◆ WHAT NEEDS TO BE DONE: What follows are records. Restate all of them word for word.
↓
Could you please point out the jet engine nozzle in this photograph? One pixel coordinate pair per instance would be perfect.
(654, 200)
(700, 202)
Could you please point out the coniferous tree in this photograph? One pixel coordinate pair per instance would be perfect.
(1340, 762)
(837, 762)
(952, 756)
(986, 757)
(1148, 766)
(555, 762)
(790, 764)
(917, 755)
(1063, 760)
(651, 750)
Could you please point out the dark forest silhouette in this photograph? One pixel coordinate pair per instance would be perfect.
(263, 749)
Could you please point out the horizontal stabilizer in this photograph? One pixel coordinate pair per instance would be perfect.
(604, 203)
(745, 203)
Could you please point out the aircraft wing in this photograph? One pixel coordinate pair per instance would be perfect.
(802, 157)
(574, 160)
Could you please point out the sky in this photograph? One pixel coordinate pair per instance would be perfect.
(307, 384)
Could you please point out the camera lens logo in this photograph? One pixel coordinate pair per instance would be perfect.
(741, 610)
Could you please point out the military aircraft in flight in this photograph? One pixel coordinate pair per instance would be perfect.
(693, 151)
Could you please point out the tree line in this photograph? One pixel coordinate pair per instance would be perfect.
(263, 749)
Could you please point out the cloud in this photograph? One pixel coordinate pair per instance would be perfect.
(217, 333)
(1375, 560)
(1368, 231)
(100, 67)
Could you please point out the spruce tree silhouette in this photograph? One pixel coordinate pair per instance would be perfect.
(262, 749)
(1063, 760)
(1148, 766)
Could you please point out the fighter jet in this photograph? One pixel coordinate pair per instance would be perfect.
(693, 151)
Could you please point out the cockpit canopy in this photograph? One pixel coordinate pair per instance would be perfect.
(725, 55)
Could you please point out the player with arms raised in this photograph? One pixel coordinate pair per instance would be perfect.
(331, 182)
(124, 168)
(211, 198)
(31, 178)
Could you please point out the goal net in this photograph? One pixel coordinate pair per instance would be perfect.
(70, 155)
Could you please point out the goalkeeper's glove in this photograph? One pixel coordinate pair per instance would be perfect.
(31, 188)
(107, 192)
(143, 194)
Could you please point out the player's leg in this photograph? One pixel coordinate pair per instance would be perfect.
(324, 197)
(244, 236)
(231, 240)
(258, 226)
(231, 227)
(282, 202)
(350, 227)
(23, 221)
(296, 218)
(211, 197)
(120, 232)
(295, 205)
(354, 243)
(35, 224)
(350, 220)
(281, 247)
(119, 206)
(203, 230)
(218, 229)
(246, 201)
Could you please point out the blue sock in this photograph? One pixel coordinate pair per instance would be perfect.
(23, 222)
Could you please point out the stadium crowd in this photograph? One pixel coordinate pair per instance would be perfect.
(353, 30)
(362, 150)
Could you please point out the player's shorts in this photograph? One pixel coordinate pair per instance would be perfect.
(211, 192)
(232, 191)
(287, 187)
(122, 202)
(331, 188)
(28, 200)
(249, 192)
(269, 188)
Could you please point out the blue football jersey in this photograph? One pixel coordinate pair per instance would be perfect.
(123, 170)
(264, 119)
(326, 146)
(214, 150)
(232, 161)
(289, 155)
↑
◆ EXPECTED ANSWER:
Could you please point out the jet engine nozzle in this photograph? One pixel coordinate pair per instance would be perfect.
(654, 200)
(700, 202)
Could you please point out the coniferous tree in this photograph? One pixel coordinate pair per instance would be perfect.
(1340, 762)
(837, 762)
(952, 756)
(986, 757)
(1148, 766)
(555, 762)
(790, 764)
(917, 755)
(1063, 760)
(651, 750)
Could you please point out the dark forest silhouette in this photograph? One pixel coordinate pair per instance would be perfect.
(263, 749)
Could you please point out the horizontal stabilizer in this photograph? One pixel coordinate pair per instance would be perfect.
(604, 203)
(745, 203)
Could you please point out the aircraft wing in this photograph? One pixel coordinate pair per instance would be perfect.
(802, 157)
(574, 160)
Could you please point out the sky in this photograph? One pixel coordinate pair per instance would be perfect.
(307, 384)
Could you please point out the camera lens logo in this photograph? One pixel coordinate pair per instance would be perfect.
(741, 610)
Could you please point out the military aircraft in flight in this photograph? One pixel coordinate pair per instance would be perfect.
(693, 151)
Could you please point out the tree line in this photograph? One pixel coordinate pair per instance would be perfect.
(263, 749)
Could you please point out the cloud in this photograph? One pixel coordinate pair per instance would be perfect.
(217, 333)
(1375, 560)
(1368, 231)
(100, 67)
Could you please point out the spruce tree silhouette in this photograph? One pixel coordinate pair per instance would be perfect.
(262, 749)
(1063, 760)
(1148, 766)
Could you please point out the fighter jet in this photograph? One pixel coordinate pair per instance would be perfect.
(693, 151)
Could you please point out the cockpit canopy in this photograph? One pixel coordinate pair per instance would be perfect.
(725, 55)
Could you please point out the player with arms raised in this photograph? One pixel coordinate pair per instance would be perfect.
(331, 182)
(124, 168)
(211, 198)
(31, 178)
Could you please point out the goal net in this photograph? One pixel coordinate pair per instance would be perfect.
(70, 155)
Could you please point out the goalkeeper's glove in this photograph? One pixel coordinate pair per instance would be perfect.
(31, 188)
(107, 192)
(143, 194)
Could you please point out the player's leg in this photograph? One pixel coordinate pair per instance would be perfect.
(324, 197)
(244, 236)
(231, 240)
(258, 226)
(231, 227)
(282, 202)
(350, 227)
(23, 221)
(296, 218)
(211, 197)
(120, 232)
(295, 205)
(354, 243)
(35, 224)
(350, 220)
(281, 247)
(119, 206)
(203, 230)
(218, 229)
(246, 201)
Could you please point out the blue sock in this photograph? One pixel coordinate pair per instance would be perfect.
(23, 222)
Could you please point out the stadium crowd in this photograph? One pixel coordinate pair per instance would be perfect.
(353, 30)
(362, 150)
Could you please point out the player's shorts in this photograph? One pixel coordinate pair per instance would be perfect.
(211, 192)
(232, 191)
(287, 187)
(122, 202)
(331, 188)
(28, 200)
(249, 192)
(269, 188)
Could you please point out the blue football jersey in this photograph? One pixel coordinate pair per instance would be perfect.
(123, 170)
(264, 119)
(326, 146)
(214, 150)
(232, 161)
(289, 155)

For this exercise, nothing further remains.